*Given data*:

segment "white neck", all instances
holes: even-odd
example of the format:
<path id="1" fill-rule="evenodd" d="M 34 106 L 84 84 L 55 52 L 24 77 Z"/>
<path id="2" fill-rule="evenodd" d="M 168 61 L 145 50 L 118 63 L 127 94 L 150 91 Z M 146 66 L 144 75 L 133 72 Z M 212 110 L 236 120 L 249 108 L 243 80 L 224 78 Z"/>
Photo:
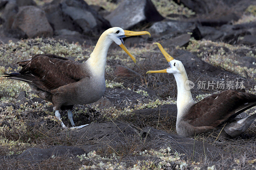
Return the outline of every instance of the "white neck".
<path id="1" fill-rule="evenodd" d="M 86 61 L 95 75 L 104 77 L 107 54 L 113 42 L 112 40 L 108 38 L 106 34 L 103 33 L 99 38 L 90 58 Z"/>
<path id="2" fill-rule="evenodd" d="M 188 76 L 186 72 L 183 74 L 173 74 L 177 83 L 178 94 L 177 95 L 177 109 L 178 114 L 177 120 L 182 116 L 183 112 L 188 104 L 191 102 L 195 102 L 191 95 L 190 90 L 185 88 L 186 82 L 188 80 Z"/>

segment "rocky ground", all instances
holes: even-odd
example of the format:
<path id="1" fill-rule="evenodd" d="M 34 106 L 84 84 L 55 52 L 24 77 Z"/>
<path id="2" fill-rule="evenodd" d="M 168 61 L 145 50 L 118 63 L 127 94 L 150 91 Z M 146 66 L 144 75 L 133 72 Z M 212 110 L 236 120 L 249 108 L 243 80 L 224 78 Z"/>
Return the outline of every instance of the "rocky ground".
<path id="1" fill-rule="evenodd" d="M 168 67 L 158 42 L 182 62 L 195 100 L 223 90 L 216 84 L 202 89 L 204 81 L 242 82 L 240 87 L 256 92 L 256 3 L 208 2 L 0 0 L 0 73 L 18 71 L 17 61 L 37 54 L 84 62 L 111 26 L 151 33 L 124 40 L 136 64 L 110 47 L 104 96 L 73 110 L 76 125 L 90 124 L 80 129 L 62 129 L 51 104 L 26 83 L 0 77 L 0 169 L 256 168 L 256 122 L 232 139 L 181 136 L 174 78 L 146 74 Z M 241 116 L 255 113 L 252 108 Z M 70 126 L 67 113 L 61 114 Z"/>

*Directions*: Write out the items from the very start up to and including the line with "188 76 L 186", switching "white neck" to "pale neck" and keeping everything else the same. Leave the pictures out.

*Task result*:
segment "pale neck", all instances
holes: even-odd
example of the format:
<path id="1" fill-rule="evenodd" d="M 34 106 L 84 84 L 55 52 L 24 77 Z"/>
<path id="2" fill-rule="evenodd" d="M 168 61 L 145 50 L 118 63 L 127 94 L 150 91 Z M 146 66 L 144 75 L 133 72 Z M 212 110 L 236 120 L 249 108 L 243 80 L 224 78 Z"/>
Photo:
Return the outline of every instance of the "pale neck".
<path id="1" fill-rule="evenodd" d="M 86 61 L 95 75 L 104 77 L 107 54 L 113 42 L 112 40 L 108 38 L 106 34 L 103 33 L 99 38 L 90 58 Z"/>
<path id="2" fill-rule="evenodd" d="M 188 76 L 186 72 L 183 74 L 173 74 L 177 83 L 178 94 L 177 95 L 177 109 L 178 114 L 177 120 L 182 116 L 183 112 L 188 104 L 191 102 L 195 102 L 191 95 L 190 90 L 185 88 L 186 82 L 188 80 Z"/>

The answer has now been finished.